Aim of the exercise:
Send back all of the data, word for word.

Listed records:
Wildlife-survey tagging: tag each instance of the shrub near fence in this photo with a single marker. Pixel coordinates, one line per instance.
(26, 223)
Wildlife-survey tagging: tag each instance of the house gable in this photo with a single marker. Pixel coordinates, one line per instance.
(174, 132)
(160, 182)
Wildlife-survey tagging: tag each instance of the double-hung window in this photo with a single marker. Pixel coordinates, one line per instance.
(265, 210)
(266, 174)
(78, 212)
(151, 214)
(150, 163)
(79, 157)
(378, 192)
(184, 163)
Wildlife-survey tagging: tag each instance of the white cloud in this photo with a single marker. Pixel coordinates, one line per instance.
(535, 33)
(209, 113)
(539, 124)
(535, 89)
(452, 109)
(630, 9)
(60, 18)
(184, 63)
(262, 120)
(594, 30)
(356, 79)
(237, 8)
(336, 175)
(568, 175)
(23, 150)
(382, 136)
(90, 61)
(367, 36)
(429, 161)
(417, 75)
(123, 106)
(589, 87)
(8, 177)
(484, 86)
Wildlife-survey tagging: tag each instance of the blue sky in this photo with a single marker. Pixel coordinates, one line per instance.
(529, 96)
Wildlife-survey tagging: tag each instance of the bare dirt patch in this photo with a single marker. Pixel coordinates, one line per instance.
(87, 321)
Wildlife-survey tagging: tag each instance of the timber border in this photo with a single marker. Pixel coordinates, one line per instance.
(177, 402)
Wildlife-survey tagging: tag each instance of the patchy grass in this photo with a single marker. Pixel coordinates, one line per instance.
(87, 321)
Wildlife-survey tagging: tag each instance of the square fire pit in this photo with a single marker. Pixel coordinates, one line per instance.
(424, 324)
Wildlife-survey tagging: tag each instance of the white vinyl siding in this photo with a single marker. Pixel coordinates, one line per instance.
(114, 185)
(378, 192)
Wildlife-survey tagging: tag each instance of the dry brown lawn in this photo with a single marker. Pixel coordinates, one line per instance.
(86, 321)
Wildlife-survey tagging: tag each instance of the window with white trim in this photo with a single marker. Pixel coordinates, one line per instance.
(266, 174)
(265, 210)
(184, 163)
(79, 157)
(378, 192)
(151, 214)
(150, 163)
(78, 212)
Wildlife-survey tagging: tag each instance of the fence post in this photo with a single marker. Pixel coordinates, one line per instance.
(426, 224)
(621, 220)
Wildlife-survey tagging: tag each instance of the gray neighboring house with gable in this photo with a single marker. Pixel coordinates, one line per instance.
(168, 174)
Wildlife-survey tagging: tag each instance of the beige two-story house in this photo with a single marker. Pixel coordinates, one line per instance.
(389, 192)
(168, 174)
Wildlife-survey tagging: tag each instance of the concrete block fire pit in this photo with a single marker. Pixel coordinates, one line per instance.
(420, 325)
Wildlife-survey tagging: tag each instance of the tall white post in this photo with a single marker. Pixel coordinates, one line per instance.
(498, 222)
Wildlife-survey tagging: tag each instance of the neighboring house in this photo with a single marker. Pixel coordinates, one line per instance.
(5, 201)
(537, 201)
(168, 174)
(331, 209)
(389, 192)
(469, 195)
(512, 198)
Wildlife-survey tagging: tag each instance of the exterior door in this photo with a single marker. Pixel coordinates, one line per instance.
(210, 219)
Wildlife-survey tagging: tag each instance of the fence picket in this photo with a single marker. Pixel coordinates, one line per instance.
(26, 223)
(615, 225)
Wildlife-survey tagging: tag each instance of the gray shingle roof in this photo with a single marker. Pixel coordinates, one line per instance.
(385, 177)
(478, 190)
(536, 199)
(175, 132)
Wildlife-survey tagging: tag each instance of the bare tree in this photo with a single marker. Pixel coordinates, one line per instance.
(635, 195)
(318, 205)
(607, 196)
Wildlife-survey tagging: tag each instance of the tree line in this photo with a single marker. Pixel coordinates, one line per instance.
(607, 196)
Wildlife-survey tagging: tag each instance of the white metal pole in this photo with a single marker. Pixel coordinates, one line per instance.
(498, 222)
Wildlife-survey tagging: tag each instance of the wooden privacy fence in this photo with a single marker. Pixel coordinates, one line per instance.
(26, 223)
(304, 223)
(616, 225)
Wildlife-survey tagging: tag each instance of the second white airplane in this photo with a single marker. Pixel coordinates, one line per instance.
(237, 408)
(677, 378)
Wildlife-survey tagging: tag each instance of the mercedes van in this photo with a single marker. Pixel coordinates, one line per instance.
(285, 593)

Task solution:
Wildlife-survey tagging: tag each instance of the shrub near fence in this photo with a single marker. Pixel coordinates, one line per instance.
(26, 223)
Wildlife-survey tagging: tag each instance of the house gable in this photo with a single marker. Pixel coordinates, one line per instance.
(174, 132)
(160, 182)
Wildlife-survey tagging: tag each instance of the double-hung window in this photo with a single marker. Pixel coordinates, one line per instance.
(265, 210)
(266, 174)
(78, 212)
(151, 214)
(150, 163)
(79, 157)
(378, 192)
(184, 163)
Wildlife-survey tagging: tag each instance of the white cloud in this photo with a single marker. Pixel coordinates, one line per instance.
(535, 33)
(209, 113)
(539, 124)
(535, 89)
(452, 109)
(630, 9)
(60, 18)
(184, 63)
(262, 120)
(594, 30)
(356, 79)
(237, 8)
(336, 175)
(568, 175)
(23, 150)
(382, 136)
(90, 61)
(367, 36)
(429, 161)
(417, 75)
(123, 106)
(589, 87)
(8, 177)
(484, 86)
Wildlife-survey tagging: tag each instance of the blue sky in this photo with a single marker. Pixel coordinates, one line per instance.
(529, 96)
Wildlife-survey tagging: tag each instance of the bare dirt patch in this photo with a single marker. Pixel coordinates, one line per instance.
(87, 321)
Wildlife-survey tagging: tag each instance of the timber border in this photo with a single marker. Pixel coordinates, one line per instance.
(177, 402)
Wildlife-survey tagging: tag each instance of the patchy grass in this photo with a single marker. Pixel coordinates, one line per instance.
(87, 321)
Wildlife-survey tagging: tag each instance of the square fire pit in this photo with a single marker. Pixel coordinates, one line per instance.
(424, 324)
Wildlife-survey tagging: tag each instance of the white vinyl siding in this photo with a single marker. Pixel coordinates, one line per instance.
(114, 185)
(378, 192)
Wildlife-survey tagging: tag each instance of the dry brown lawn in this photo with a single marker. Pixel coordinates, one line per instance.
(86, 321)
Wildlife-survey tagging: tag each instance of the window with white trim in this photo with a single marker. Pixel coordinates, one line per instance.
(266, 174)
(265, 210)
(184, 163)
(79, 157)
(378, 192)
(151, 214)
(150, 163)
(78, 212)
Wildlife-survey tagging: tag each instance of the fence post in this photo with a single marker. Pixel coordinates, one line per instance.
(426, 224)
(621, 220)
Wildlife-survey tagging: tag each instance of the gray neighboring house with gable in this photo with a single marker. Pixel coordinates, one line per instance.
(168, 174)
Wildlife-survey tagging: tag each instance of the beige two-story house in this photo with a single marker. Pixel coordinates, one line per instance.
(389, 192)
(168, 174)
Wildlife-survey tagging: tag each instance of the concrete block fire pit in this photo with a single marker. Pixel coordinates, one line per instance.
(420, 325)
Wildlife-survey tagging: tag each instance of the tall white post in this photo with a single marker. Pixel coordinates, one line per instance.
(498, 222)
Wildlife-survey tagging: tag each instance of the neighboring house in this photo with a single marker. Pixel coordinates, one line per instance.
(5, 201)
(537, 201)
(168, 174)
(331, 209)
(389, 192)
(469, 195)
(512, 198)
Wildlife-survey tagging: tag each instance of the exterior door in this photo with a single marker. Pixel coordinates, one line per instance.
(210, 219)
Wildlife-survey tagging: tag each instance of the fence picket in this photo with a single marker. Pixel coordinates, one line per instance.
(26, 223)
(615, 225)
Wildlife-survey tagging: tag each instance of the gray shingle roof in this photo with a single marker. Pixel coordinates, one line per instance.
(385, 177)
(478, 190)
(536, 199)
(175, 132)
Wildlife-survey tagging: tag each instance of the bare tree in this photo with a single marker. Pixel coordinates, one line per instance.
(635, 195)
(318, 205)
(607, 196)
Wildlife-survey tagging: tag each instance of the tree line in this photo with a single marker. Pixel coordinates, one line per instance.
(607, 196)
Wildlife-survey tagging: tag each instance of the white metal pole in this photo with a single marker. Pixel coordinates, one line per instance.
(498, 222)
Wildlife-survey tagging: tag each instance of the wooden privacy fence in this photo with a single marker. Pixel coordinates, one line per instance.
(26, 223)
(304, 223)
(616, 225)
Wildlife-survey tagging: tag each instance of the second white airplane in this photo with a single marker. Pixel coordinates, one line per instance.
(237, 408)
(677, 378)
Wildlife-survey tagging: tag each instance of the mercedes van in this photo with a single marker. Pixel coordinates, one line per instance.
(285, 593)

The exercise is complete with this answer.